[Outline labeling records]
########
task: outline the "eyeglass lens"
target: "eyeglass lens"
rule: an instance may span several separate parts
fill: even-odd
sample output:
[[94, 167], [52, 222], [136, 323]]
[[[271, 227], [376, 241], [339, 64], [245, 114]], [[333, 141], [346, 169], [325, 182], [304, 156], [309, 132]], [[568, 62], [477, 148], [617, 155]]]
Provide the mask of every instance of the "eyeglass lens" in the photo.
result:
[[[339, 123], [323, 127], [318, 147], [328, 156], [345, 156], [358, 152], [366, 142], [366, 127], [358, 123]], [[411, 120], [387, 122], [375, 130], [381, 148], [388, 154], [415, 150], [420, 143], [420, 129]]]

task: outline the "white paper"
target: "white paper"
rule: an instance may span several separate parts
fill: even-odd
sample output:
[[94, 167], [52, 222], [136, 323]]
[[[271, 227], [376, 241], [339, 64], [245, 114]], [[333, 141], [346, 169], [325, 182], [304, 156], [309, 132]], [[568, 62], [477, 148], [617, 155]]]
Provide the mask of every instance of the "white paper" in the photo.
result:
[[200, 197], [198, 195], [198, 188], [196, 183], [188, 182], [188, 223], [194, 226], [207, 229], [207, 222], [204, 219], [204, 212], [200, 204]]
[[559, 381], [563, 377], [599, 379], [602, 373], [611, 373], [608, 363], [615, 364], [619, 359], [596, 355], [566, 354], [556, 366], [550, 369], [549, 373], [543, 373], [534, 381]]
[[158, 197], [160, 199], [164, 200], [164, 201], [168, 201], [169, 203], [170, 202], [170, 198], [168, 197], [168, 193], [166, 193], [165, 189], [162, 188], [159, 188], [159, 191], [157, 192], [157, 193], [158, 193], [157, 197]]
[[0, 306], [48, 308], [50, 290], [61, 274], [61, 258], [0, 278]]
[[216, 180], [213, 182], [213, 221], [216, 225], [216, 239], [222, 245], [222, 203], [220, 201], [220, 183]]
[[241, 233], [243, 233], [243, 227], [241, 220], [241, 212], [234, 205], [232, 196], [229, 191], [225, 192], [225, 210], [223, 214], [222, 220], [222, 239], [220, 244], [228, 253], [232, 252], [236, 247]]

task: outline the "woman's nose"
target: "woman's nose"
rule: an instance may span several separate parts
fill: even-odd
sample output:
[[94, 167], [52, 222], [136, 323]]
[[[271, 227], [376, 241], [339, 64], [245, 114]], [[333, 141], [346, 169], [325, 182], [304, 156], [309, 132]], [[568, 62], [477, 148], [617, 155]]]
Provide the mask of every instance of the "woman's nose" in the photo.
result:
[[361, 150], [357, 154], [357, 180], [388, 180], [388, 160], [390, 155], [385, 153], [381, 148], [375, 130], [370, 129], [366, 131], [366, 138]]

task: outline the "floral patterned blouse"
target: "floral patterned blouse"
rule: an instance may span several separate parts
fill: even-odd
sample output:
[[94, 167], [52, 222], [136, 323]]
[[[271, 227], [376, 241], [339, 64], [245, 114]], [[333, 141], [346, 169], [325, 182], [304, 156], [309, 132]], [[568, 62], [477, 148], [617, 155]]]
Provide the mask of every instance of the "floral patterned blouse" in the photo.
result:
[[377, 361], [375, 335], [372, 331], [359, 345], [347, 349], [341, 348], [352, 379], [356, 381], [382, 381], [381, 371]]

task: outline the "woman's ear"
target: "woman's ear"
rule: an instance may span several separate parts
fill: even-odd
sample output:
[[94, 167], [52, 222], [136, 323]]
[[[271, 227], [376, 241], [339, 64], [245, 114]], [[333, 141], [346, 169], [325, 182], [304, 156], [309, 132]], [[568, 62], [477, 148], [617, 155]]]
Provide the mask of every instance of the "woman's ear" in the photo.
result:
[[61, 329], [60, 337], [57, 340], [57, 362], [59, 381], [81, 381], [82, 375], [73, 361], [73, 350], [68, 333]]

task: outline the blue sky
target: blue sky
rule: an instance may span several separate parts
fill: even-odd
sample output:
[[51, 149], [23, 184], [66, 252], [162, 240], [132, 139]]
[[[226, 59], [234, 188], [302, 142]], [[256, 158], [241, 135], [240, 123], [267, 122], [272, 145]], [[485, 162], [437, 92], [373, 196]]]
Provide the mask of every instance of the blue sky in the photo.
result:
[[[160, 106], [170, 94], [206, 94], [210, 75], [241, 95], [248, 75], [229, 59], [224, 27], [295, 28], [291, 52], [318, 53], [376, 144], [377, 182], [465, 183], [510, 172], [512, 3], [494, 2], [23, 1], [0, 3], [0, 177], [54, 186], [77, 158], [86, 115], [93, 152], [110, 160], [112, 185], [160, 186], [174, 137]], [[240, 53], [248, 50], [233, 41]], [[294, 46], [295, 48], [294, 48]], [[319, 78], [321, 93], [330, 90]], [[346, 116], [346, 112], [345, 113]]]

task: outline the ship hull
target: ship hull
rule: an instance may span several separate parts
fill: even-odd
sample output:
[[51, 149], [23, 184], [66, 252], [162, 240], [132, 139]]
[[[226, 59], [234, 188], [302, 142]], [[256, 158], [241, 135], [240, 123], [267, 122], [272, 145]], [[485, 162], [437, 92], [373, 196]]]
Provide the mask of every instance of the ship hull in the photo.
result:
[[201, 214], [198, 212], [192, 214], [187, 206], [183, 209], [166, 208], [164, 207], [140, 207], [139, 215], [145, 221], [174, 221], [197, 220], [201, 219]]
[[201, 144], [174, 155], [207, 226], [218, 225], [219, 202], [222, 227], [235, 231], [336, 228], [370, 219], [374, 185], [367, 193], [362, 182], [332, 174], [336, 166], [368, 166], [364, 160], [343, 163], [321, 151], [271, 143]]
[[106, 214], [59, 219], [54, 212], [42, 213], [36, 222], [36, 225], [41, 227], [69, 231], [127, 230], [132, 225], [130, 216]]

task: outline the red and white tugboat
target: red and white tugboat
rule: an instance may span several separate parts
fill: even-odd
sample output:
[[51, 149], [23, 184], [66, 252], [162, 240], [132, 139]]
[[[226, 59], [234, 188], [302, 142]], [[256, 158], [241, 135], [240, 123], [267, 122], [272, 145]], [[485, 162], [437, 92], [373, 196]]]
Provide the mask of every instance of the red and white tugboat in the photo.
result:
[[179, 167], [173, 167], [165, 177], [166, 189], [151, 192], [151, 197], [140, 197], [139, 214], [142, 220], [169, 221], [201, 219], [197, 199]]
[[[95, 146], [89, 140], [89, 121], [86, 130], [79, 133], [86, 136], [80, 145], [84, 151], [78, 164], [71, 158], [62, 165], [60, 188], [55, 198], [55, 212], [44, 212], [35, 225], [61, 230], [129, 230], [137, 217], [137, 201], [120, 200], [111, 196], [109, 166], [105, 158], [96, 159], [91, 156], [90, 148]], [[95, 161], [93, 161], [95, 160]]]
########
• Set exercise: Reproduce the outline labeling records above word for word, from the first line through the last.

• Solution:
task: outline the "eyeglass lens"
target: "eyeglass lens"
rule: an instance may span several separate parts
fill: even-odd
sample output:
[[94, 167], [52, 222], [136, 323]]
[[[271, 227], [376, 241], [339, 64], [245, 114]], [[333, 141], [346, 169], [325, 182], [304, 156], [309, 132]], [[568, 62], [477, 148], [617, 155]]]
Provide the mask of every instance of the "eyeglass lens" in the photo.
result:
[[[339, 123], [323, 127], [318, 147], [328, 156], [345, 156], [358, 152], [366, 142], [366, 127], [358, 123]], [[411, 120], [387, 122], [375, 130], [381, 148], [388, 154], [415, 150], [420, 143], [420, 129]]]

task: outline the "white paper"
target: "white paper"
rule: an instance may span several separate parts
fill: even-odd
sample output:
[[94, 167], [52, 222], [136, 323]]
[[[271, 227], [376, 241], [339, 64], [245, 114]], [[333, 141], [346, 169], [325, 182], [304, 156], [309, 132]], [[568, 62], [477, 148], [617, 155]]]
Provide the mask of every instance of the "white paper" in the photo.
result:
[[200, 197], [198, 195], [198, 188], [196, 183], [188, 182], [188, 223], [194, 226], [207, 229], [207, 222], [204, 219], [204, 212], [200, 204]]
[[559, 381], [563, 377], [599, 379], [602, 373], [611, 373], [608, 363], [615, 364], [619, 359], [596, 355], [566, 354], [556, 366], [550, 369], [549, 373], [543, 373], [534, 381]]
[[158, 197], [160, 199], [164, 200], [164, 201], [168, 201], [169, 203], [170, 202], [170, 198], [168, 197], [168, 193], [166, 193], [165, 189], [162, 188], [159, 188], [159, 191], [157, 192], [157, 193], [158, 193], [157, 197]]
[[0, 306], [48, 308], [50, 290], [61, 274], [61, 258], [0, 278]]
[[216, 180], [213, 182], [213, 221], [216, 225], [216, 239], [222, 245], [222, 203], [220, 201], [220, 183]]
[[241, 233], [243, 233], [243, 227], [241, 220], [241, 212], [234, 205], [232, 196], [229, 191], [225, 192], [225, 210], [223, 214], [222, 220], [222, 239], [220, 244], [228, 253], [232, 252], [236, 247]]

task: outline the "woman's nose"
target: "woman's nose"
rule: an instance may span several separate parts
fill: even-odd
sample output:
[[94, 167], [52, 222], [136, 323]]
[[[271, 227], [376, 241], [339, 64], [245, 114]], [[333, 141], [346, 169], [325, 182], [304, 156], [309, 132]], [[568, 62], [477, 148], [617, 155]]]
Provide the mask of every instance of the "woman's nose" in the photo.
result:
[[361, 150], [357, 154], [357, 180], [388, 180], [388, 160], [390, 155], [385, 153], [381, 148], [375, 130], [370, 129], [366, 131], [366, 138]]

task: outline the "floral patterned blouse"
target: "floral patterned blouse"
rule: an instance may span several separate parts
fill: even-odd
sample output:
[[94, 167], [52, 222], [136, 323]]
[[[271, 227], [376, 241], [339, 64], [245, 114]], [[333, 141], [346, 169], [325, 182], [304, 156], [309, 132]], [[568, 62], [477, 148], [617, 155]]]
Provide the mask of every instance of the "floral patterned blouse" in the photo.
result:
[[377, 361], [375, 335], [372, 331], [359, 345], [347, 349], [341, 348], [352, 379], [356, 381], [382, 381], [381, 371]]

task: outline the "woman's ear"
target: "woman's ear"
rule: an instance may span several separate parts
fill: even-odd
sample output:
[[94, 167], [52, 222], [136, 323]]
[[[271, 227], [376, 241], [339, 64], [245, 114]], [[333, 141], [346, 169], [325, 182], [304, 156], [309, 132]], [[568, 62], [477, 148], [617, 155]]]
Provide the mask of every instance of the "woman's ear" in the photo.
result:
[[61, 329], [60, 337], [57, 340], [57, 362], [59, 381], [81, 381], [82, 375], [73, 361], [73, 350], [68, 333]]

task: outline the blue sky
target: blue sky
rule: an instance may span several separate parts
fill: even-odd
sample output:
[[51, 149], [23, 184], [66, 252], [162, 240], [132, 139]]
[[[226, 59], [234, 188], [302, 142]], [[256, 158], [241, 135], [240, 123], [267, 122], [272, 145]], [[485, 162], [437, 92], [373, 196]]]
Provide the mask of every instance of the blue sky in the photo.
result:
[[[160, 106], [170, 94], [206, 94], [210, 75], [241, 95], [248, 75], [229, 59], [224, 27], [295, 28], [291, 52], [318, 53], [376, 144], [377, 182], [465, 183], [510, 172], [512, 3], [494, 2], [23, 1], [0, 3], [0, 177], [54, 186], [77, 158], [86, 115], [93, 152], [110, 160], [112, 185], [160, 186], [174, 137]], [[240, 53], [248, 50], [233, 41]], [[294, 46], [295, 48], [294, 48]], [[319, 78], [321, 93], [330, 90]], [[346, 116], [346, 112], [345, 113]]]

task: outline the ship hull
target: ship hull
rule: an instance may span several separate parts
fill: even-odd
sample output:
[[51, 149], [23, 184], [66, 252], [162, 240], [132, 139]]
[[[226, 59], [234, 188], [302, 142]], [[256, 158], [241, 135], [240, 123], [267, 122], [272, 145]], [[485, 162], [437, 92], [373, 196]]]
Provide the mask of every instance of the ship hull in the photo.
result:
[[201, 214], [198, 212], [192, 214], [187, 206], [183, 209], [166, 208], [164, 207], [140, 207], [139, 215], [145, 221], [174, 221], [197, 220], [201, 219]]
[[201, 144], [174, 155], [207, 226], [218, 225], [219, 202], [222, 227], [235, 231], [336, 228], [370, 219], [374, 185], [367, 193], [362, 182], [332, 174], [336, 166], [368, 166], [364, 160], [343, 163], [321, 151], [271, 143]]
[[106, 214], [59, 219], [54, 212], [42, 213], [36, 222], [36, 225], [41, 227], [69, 231], [127, 230], [132, 225], [130, 216]]

task: outline the red and white tugboat
target: red and white tugboat
rule: an instance may span several separate parts
fill: even-odd
sample output:
[[51, 149], [23, 184], [66, 252], [162, 240], [132, 139]]
[[[226, 59], [234, 188], [302, 142]], [[256, 158], [241, 135], [240, 123], [267, 122], [272, 145]], [[485, 162], [437, 92], [373, 196]]]
Provide the mask of every instance of the red and white tugboat in the photo.
result:
[[179, 167], [173, 167], [165, 177], [166, 189], [151, 192], [151, 197], [140, 197], [139, 214], [142, 220], [169, 221], [201, 219], [197, 199]]
[[[95, 146], [89, 140], [89, 121], [86, 130], [79, 133], [86, 136], [80, 145], [84, 151], [78, 164], [71, 158], [62, 165], [60, 188], [55, 198], [55, 212], [44, 212], [35, 225], [61, 230], [129, 230], [137, 217], [137, 201], [120, 200], [111, 196], [109, 166], [105, 158], [96, 159], [91, 156], [90, 148]], [[95, 161], [93, 161], [95, 160]]]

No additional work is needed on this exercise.